§ **Exercise directions**
Repeat exactly, and only, the lines from the one holding "Would you mind indicating the concrete" through the last line of the records below.
>>>>>
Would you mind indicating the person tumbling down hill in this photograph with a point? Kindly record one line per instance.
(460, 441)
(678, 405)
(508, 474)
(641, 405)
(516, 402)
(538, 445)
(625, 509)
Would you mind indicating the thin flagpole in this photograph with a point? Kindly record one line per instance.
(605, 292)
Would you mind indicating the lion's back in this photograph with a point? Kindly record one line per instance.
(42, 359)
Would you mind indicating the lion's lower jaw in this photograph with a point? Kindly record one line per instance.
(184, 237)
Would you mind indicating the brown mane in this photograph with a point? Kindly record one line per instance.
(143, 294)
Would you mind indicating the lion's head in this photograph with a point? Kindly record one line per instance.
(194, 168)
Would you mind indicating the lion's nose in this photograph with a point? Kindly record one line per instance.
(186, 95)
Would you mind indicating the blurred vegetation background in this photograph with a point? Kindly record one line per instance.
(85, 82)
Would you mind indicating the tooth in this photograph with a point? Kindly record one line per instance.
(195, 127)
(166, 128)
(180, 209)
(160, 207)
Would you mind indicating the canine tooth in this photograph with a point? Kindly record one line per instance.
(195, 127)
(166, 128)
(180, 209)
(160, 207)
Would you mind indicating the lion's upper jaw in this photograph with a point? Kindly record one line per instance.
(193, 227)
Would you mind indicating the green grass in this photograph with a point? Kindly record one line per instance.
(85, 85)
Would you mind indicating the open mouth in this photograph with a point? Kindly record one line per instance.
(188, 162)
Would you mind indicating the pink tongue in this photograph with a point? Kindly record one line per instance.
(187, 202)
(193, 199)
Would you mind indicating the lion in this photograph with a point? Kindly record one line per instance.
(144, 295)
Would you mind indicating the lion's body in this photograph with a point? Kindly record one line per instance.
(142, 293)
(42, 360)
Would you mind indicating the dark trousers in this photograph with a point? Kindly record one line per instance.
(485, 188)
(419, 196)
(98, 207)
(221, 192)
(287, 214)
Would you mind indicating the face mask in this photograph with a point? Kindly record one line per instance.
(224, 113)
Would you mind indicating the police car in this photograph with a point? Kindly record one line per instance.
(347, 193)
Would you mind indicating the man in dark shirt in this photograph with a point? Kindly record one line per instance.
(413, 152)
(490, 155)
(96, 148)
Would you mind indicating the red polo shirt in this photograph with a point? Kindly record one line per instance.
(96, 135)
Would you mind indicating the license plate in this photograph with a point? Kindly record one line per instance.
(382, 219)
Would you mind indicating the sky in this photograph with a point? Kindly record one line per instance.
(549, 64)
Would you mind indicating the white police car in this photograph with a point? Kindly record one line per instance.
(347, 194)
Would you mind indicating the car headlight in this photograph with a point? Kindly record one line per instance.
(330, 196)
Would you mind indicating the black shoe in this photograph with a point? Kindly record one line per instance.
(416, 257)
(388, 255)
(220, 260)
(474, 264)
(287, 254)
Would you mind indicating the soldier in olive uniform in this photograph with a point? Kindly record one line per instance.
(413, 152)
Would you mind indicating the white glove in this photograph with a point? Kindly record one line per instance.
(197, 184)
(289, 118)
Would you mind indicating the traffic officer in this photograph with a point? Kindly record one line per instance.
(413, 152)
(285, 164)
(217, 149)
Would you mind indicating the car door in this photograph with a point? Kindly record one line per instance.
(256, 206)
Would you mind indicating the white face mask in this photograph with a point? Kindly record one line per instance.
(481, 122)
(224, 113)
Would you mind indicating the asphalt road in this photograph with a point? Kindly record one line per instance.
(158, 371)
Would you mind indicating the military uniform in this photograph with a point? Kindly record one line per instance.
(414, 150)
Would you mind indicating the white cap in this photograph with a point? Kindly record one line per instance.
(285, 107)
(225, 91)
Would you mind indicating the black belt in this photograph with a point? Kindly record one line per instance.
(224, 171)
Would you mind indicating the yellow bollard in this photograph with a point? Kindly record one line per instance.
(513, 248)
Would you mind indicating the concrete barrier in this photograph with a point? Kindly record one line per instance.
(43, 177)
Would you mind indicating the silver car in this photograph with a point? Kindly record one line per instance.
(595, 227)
<<<<<
§ **Result of the task**
Would you mind indicating the concrete barrier in this photograph with a point? Kindly record one line per instance.
(43, 177)
Would you mind indicating the silver car in this photograph with a point? Kindly record one line per instance.
(595, 227)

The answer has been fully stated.